### [WHAT THE TASK REQUIRES]
Starting at the first line of the data, print every line up to and including the one with "[[396, 116], [369, 192]]", but no pictures.
== Segment start ==
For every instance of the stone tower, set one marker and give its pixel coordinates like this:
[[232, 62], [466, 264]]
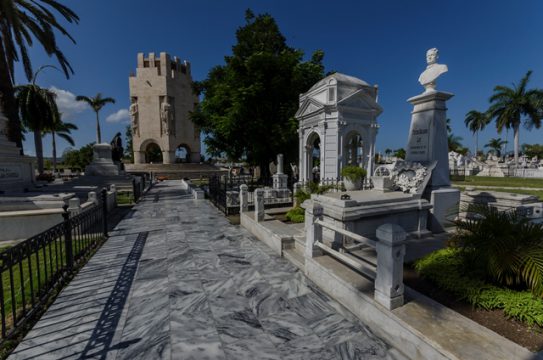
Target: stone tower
[[161, 98]]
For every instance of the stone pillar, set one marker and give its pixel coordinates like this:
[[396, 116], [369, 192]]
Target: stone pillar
[[139, 157], [168, 157], [390, 254], [92, 198], [428, 143], [74, 206], [313, 231], [428, 134], [259, 204], [243, 198], [280, 179]]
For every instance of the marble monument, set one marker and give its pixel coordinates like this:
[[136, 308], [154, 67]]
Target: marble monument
[[427, 141], [16, 171]]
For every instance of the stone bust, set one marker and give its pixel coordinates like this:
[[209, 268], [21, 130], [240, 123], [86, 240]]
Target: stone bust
[[433, 70]]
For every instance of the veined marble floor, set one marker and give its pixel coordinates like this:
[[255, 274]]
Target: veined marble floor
[[176, 281]]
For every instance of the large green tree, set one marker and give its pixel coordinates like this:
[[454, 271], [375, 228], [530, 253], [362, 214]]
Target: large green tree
[[496, 145], [63, 130], [510, 105], [23, 22], [250, 101], [96, 103], [476, 121], [39, 112]]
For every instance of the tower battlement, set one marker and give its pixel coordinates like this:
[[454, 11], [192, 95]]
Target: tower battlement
[[164, 64]]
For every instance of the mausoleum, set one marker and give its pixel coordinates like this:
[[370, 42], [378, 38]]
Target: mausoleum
[[337, 126]]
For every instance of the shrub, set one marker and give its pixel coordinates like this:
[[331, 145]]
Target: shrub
[[296, 215], [447, 269], [505, 247], [353, 173]]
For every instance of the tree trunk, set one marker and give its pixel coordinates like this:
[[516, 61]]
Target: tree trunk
[[476, 143], [39, 150], [54, 154], [9, 104], [98, 134], [516, 141]]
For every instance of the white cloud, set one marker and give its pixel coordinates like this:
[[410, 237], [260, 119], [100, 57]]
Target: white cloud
[[120, 116], [67, 104]]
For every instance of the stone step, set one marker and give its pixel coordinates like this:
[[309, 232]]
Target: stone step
[[295, 257]]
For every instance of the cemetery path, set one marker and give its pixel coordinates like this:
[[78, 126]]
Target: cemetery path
[[176, 280]]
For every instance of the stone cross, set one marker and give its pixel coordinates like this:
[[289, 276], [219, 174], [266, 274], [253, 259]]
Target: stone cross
[[279, 163]]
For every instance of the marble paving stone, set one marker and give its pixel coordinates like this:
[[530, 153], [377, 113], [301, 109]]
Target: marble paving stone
[[249, 349], [203, 289]]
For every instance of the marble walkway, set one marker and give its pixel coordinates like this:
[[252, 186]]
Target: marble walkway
[[176, 281]]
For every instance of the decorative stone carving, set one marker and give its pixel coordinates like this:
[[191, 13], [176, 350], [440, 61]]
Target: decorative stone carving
[[433, 70]]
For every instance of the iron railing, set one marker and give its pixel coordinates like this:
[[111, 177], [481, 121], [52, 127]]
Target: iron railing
[[223, 191], [34, 269]]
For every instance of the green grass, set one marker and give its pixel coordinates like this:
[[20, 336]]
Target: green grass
[[500, 182], [446, 269], [538, 193]]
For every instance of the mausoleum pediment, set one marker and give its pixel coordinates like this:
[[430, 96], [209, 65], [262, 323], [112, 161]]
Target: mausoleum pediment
[[360, 100], [309, 106]]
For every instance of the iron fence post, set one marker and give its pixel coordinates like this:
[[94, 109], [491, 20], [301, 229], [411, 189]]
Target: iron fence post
[[68, 238], [134, 190], [104, 211]]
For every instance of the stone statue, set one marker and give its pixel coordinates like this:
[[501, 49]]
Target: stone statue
[[133, 112], [117, 148], [167, 117], [433, 70]]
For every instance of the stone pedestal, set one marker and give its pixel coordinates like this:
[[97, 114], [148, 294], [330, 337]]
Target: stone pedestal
[[102, 164], [16, 171], [428, 134]]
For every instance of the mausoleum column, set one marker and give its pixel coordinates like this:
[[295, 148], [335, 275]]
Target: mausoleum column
[[139, 157]]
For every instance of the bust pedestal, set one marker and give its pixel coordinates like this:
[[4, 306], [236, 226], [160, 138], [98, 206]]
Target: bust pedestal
[[428, 142]]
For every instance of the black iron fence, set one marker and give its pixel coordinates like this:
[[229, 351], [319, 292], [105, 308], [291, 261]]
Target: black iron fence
[[223, 191], [34, 269]]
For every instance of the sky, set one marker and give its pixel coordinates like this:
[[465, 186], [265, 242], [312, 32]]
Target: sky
[[484, 43]]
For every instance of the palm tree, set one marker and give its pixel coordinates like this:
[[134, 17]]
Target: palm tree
[[22, 22], [62, 130], [38, 111], [508, 105], [476, 121], [96, 103], [496, 145]]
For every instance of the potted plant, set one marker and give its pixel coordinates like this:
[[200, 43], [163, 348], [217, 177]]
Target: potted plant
[[353, 176]]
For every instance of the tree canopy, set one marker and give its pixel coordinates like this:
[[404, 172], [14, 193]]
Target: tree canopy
[[250, 101], [23, 22]]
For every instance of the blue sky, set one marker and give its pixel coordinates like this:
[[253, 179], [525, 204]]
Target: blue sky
[[483, 42]]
== Segment end ==
### [RESULT OF THIS EXERCISE]
For every instance of the stone tower, set one marker and give its pixel coordinates like this:
[[232, 62], [466, 264]]
Target: stone tower
[[161, 98]]
For every instance of the stone pillar, set one marker and give its pixel coordinates like this:
[[396, 116], [369, 192]]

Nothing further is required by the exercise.